* The request:
Give the entries below as a JSON list of strings, one string per line and no blank lines. Start with the first line and end with the line containing "xmin=114 ymin=203 xmax=300 ymax=217", including both.

* Source material:
▶

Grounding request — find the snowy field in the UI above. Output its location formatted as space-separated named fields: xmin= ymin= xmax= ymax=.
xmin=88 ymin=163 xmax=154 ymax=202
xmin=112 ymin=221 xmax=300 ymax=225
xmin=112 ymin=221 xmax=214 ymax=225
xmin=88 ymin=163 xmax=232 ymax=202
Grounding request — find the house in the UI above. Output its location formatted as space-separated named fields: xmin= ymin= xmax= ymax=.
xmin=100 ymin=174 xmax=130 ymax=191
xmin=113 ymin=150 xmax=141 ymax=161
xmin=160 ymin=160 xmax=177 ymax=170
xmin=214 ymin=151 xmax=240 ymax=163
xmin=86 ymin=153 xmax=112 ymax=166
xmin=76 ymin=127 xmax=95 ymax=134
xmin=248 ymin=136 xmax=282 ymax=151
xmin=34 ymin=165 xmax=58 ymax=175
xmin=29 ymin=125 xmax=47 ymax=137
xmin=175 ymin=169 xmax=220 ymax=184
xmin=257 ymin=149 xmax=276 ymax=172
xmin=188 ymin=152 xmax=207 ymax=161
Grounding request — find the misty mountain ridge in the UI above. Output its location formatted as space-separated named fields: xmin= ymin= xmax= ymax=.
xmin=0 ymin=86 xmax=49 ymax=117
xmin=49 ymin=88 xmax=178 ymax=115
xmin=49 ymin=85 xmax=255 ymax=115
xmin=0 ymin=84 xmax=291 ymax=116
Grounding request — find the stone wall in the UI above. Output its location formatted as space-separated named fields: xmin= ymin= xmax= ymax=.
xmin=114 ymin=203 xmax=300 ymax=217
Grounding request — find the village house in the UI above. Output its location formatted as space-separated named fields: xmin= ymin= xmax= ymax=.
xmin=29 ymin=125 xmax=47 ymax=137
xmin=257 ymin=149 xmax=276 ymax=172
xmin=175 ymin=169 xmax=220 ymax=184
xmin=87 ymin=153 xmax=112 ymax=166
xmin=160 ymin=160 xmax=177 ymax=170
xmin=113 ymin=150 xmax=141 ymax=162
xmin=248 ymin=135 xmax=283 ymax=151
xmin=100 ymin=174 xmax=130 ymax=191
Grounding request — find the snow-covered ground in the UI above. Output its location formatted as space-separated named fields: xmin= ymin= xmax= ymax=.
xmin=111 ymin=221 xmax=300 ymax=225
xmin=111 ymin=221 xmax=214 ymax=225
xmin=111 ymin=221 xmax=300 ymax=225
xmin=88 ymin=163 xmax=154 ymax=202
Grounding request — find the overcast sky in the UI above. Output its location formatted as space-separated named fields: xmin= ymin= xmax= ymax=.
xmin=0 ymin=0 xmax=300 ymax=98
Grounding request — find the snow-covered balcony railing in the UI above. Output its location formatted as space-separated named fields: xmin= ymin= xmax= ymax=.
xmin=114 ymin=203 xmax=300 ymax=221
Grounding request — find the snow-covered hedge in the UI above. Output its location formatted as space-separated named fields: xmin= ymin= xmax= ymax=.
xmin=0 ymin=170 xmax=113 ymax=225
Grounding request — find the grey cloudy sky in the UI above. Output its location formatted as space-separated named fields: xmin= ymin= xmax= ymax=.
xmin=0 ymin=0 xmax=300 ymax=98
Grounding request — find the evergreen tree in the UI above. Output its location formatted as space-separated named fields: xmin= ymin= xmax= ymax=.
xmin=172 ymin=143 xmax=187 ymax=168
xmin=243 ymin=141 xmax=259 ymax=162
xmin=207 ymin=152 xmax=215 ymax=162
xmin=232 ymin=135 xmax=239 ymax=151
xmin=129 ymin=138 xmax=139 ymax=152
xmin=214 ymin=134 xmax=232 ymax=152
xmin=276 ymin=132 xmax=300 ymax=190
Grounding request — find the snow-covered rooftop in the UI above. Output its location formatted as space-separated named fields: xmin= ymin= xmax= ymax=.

◀

* Task result:
[
  "Grounding request — find the snowy field in the UI above. Output its location formatted as space-separated named fields: xmin= ymin= xmax= ymax=.",
  "xmin=88 ymin=163 xmax=154 ymax=202",
  "xmin=112 ymin=221 xmax=300 ymax=225",
  "xmin=112 ymin=221 xmax=214 ymax=225",
  "xmin=88 ymin=163 xmax=232 ymax=202",
  "Grounding request — find the house in the UI above. Output its location formatted as space-separated named fields: xmin= ymin= xmax= ymax=.",
  "xmin=100 ymin=174 xmax=130 ymax=191",
  "xmin=113 ymin=150 xmax=141 ymax=161",
  "xmin=160 ymin=160 xmax=177 ymax=170",
  "xmin=214 ymin=151 xmax=240 ymax=163",
  "xmin=86 ymin=153 xmax=112 ymax=166",
  "xmin=76 ymin=127 xmax=95 ymax=134",
  "xmin=248 ymin=136 xmax=282 ymax=151",
  "xmin=34 ymin=165 xmax=58 ymax=175",
  "xmin=29 ymin=125 xmax=47 ymax=137",
  "xmin=175 ymin=169 xmax=220 ymax=184",
  "xmin=257 ymin=149 xmax=276 ymax=172",
  "xmin=188 ymin=152 xmax=207 ymax=161",
  "Grounding request — find the misty mountain ridge in the UI above. Output its location formatted as space-separated named fields: xmin= ymin= xmax= ymax=.",
  "xmin=0 ymin=86 xmax=49 ymax=117",
  "xmin=49 ymin=88 xmax=178 ymax=115",
  "xmin=49 ymin=85 xmax=255 ymax=115",
  "xmin=0 ymin=84 xmax=291 ymax=116",
  "Grounding request — find the stone wall in the UI above. Output its location formatted as space-separated named fields: xmin= ymin= xmax= ymax=.",
  "xmin=114 ymin=203 xmax=300 ymax=217"
]